[Stored entries]

━━━━━━━━━━━━━━━━

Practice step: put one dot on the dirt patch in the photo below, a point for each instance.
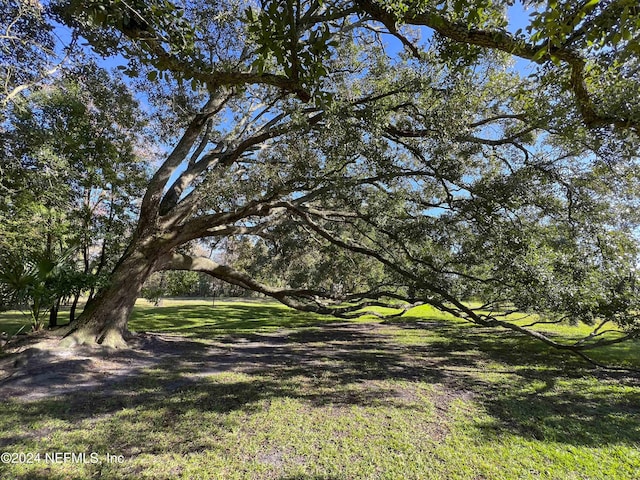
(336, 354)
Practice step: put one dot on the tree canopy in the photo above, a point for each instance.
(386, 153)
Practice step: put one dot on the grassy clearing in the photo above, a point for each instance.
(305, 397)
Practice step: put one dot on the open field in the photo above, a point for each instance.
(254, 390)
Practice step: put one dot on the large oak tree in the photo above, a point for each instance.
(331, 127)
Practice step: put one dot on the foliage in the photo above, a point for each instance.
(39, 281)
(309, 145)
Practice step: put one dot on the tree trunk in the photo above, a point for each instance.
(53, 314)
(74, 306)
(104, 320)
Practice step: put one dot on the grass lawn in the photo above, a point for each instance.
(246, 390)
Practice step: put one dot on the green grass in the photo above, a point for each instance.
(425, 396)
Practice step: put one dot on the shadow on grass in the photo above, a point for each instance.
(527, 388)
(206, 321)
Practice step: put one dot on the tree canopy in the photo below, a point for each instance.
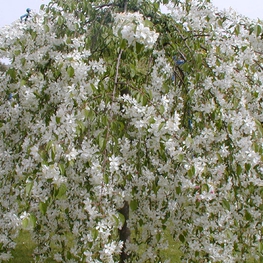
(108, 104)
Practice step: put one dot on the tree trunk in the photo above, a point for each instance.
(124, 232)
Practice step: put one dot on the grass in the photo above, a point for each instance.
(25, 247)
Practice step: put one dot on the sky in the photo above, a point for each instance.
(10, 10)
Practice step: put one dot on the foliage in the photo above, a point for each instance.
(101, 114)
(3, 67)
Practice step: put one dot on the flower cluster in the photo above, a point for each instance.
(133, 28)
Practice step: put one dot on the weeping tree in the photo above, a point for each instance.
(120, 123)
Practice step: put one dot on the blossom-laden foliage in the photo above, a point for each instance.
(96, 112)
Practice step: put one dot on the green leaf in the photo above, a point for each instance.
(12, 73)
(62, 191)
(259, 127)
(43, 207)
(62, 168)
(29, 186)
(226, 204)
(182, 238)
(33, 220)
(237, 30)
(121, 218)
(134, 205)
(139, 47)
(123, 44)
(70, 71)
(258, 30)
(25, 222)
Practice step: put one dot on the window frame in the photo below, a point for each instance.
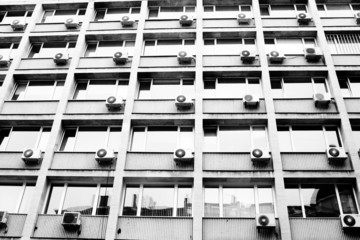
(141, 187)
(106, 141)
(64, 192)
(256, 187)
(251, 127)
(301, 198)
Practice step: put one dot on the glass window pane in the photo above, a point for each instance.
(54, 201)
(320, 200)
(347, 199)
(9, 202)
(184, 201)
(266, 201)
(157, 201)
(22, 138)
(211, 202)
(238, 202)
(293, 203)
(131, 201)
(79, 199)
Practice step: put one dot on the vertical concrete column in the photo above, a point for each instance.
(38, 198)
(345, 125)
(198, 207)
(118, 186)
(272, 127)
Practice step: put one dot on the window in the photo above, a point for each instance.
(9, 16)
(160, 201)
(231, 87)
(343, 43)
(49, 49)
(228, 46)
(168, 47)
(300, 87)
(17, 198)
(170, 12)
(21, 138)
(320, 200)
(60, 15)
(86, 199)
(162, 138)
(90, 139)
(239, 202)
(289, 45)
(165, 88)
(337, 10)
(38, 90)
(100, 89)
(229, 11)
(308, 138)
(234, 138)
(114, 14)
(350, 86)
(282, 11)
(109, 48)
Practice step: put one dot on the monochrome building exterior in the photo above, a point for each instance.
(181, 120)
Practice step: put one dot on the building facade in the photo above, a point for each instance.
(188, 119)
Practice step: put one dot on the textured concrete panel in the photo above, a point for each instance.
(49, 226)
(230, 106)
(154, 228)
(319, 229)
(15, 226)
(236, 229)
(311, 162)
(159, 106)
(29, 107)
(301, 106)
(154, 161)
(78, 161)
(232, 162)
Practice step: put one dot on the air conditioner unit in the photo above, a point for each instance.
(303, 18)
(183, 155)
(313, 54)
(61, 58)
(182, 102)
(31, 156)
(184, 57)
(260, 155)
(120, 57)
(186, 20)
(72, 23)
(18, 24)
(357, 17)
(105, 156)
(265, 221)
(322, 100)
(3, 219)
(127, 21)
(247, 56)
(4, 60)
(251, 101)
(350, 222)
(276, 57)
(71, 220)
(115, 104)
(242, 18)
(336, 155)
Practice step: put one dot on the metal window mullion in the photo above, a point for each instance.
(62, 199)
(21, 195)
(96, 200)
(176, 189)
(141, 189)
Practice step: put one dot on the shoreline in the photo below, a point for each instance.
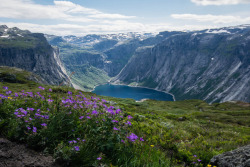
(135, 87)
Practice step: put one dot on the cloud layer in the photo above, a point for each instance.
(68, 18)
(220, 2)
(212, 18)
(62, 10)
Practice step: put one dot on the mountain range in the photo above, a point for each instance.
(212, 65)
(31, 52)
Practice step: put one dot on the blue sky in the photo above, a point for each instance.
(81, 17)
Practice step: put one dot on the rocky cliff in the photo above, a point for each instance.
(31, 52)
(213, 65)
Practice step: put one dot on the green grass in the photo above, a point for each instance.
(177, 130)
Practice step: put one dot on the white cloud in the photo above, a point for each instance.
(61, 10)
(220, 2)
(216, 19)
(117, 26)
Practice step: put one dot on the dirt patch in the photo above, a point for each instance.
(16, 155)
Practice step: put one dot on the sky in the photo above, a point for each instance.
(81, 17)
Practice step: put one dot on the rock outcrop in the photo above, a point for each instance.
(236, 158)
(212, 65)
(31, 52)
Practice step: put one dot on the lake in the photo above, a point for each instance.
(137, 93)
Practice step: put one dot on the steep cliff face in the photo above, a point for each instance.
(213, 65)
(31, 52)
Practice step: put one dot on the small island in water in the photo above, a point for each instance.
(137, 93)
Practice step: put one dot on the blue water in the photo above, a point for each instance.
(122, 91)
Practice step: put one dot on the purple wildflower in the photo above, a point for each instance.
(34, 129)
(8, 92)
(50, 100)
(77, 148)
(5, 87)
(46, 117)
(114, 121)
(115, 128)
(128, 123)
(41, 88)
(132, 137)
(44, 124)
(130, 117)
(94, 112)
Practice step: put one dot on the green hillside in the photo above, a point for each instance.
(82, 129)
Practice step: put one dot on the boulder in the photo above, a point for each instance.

━━━━━━━━━━━━━━━━

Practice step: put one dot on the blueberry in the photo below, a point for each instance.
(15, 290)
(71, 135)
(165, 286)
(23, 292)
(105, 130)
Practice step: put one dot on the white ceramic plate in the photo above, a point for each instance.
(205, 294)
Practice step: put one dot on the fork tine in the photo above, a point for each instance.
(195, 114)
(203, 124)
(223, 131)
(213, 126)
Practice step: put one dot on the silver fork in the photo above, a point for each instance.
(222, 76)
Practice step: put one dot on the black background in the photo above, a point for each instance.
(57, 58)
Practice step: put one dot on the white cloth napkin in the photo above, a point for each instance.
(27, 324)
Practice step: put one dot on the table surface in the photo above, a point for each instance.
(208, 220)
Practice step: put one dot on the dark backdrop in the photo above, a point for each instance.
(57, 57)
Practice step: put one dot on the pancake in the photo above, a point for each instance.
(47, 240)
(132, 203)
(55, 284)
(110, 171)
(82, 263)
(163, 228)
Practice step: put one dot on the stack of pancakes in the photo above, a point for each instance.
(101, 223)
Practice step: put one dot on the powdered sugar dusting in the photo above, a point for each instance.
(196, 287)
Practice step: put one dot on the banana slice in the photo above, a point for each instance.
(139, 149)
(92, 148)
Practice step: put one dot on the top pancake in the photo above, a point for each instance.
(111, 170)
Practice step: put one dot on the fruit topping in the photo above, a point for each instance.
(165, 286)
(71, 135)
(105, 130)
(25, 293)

━━━━━━━━━━━━━━━━

Exercise instructions:
Rewrite the rows from the line containing "Practice step: put one dot on the purple" through the line containing "Practice step: put one dot on the boulder", swapping "wildflower" for "bloom" and changing nothing else.

Task result:
Practice step: put one dot on the purple bloom in the photo above, a point for each instance.
(34, 129)
(8, 92)
(50, 100)
(77, 148)
(5, 87)
(46, 117)
(114, 121)
(115, 128)
(128, 123)
(41, 88)
(132, 137)
(44, 124)
(130, 117)
(94, 112)
Practice step: put one dot on the green hillside in the photo above, a point for each instance.
(82, 129)
Practice step: put one dot on the boulder in the photo above, a point for each instance.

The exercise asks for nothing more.